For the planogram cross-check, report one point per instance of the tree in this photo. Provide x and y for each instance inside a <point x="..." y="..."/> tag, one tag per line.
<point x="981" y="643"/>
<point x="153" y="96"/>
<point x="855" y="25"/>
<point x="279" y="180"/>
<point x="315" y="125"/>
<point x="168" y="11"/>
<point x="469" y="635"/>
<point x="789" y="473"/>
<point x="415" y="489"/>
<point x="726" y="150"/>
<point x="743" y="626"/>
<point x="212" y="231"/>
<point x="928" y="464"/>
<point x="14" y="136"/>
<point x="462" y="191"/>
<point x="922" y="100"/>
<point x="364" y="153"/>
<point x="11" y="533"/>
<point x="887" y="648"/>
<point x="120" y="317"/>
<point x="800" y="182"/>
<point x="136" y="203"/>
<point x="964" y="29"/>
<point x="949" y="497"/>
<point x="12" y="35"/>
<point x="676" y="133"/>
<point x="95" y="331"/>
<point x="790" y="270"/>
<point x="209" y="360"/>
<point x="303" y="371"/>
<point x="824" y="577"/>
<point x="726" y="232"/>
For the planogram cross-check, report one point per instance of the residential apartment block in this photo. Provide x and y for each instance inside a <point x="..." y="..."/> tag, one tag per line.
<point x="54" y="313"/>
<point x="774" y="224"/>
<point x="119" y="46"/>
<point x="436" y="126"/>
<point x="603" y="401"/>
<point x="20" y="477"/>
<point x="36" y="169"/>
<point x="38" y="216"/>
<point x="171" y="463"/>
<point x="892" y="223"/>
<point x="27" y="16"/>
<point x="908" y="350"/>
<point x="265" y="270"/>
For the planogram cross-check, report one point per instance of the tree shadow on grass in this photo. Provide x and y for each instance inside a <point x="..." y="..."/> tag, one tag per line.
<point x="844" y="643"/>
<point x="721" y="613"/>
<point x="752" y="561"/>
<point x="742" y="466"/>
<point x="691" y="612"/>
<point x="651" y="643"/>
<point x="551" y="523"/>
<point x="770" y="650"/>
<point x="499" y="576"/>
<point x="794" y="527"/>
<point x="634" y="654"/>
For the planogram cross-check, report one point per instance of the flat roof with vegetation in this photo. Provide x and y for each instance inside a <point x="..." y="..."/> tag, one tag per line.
----
Reproduce each record shown above without altering a single word.

**RESPONSE FOR THIS EXERCISE:**
For the planogram cross-check, report one point per instance of the tree in this photo. Provide x and y for each instance inside a <point x="..." y="..."/> tag, one tag per line.
<point x="981" y="643"/>
<point x="153" y="96"/>
<point x="855" y="25"/>
<point x="279" y="180"/>
<point x="315" y="125"/>
<point x="168" y="11"/>
<point x="469" y="635"/>
<point x="789" y="473"/>
<point x="415" y="489"/>
<point x="726" y="150"/>
<point x="743" y="626"/>
<point x="212" y="231"/>
<point x="928" y="464"/>
<point x="14" y="136"/>
<point x="462" y="191"/>
<point x="922" y="100"/>
<point x="364" y="153"/>
<point x="11" y="533"/>
<point x="887" y="648"/>
<point x="120" y="317"/>
<point x="800" y="182"/>
<point x="136" y="203"/>
<point x="964" y="29"/>
<point x="949" y="497"/>
<point x="12" y="35"/>
<point x="676" y="133"/>
<point x="95" y="331"/>
<point x="790" y="270"/>
<point x="209" y="360"/>
<point x="303" y="371"/>
<point x="824" y="577"/>
<point x="726" y="232"/>
For the planogram cross-check, report one point per instance of the residential apartment block in this photo. Provide x and y for each instance inside a <point x="..." y="..."/> tag, one tag per line.
<point x="54" y="313"/>
<point x="774" y="224"/>
<point x="119" y="46"/>
<point x="436" y="126"/>
<point x="603" y="401"/>
<point x="20" y="477"/>
<point x="36" y="169"/>
<point x="38" y="216"/>
<point x="171" y="463"/>
<point x="892" y="223"/>
<point x="27" y="16"/>
<point x="908" y="350"/>
<point x="265" y="270"/>
For the planogram cross-check, report one point per instance of the tree shadow on grass in this photo. Provide x and y for each instance inside a <point x="..." y="..."/> tag, one tag per line.
<point x="844" y="643"/>
<point x="721" y="613"/>
<point x="752" y="561"/>
<point x="742" y="466"/>
<point x="691" y="612"/>
<point x="651" y="643"/>
<point x="551" y="523"/>
<point x="770" y="650"/>
<point x="499" y="576"/>
<point x="794" y="527"/>
<point x="634" y="654"/>
For the planogram cross-check, report one point per instance of the flat roof with vegetation in this photo. Provide x and y for each instance inside a <point x="..." y="..."/> tag, one tag per line.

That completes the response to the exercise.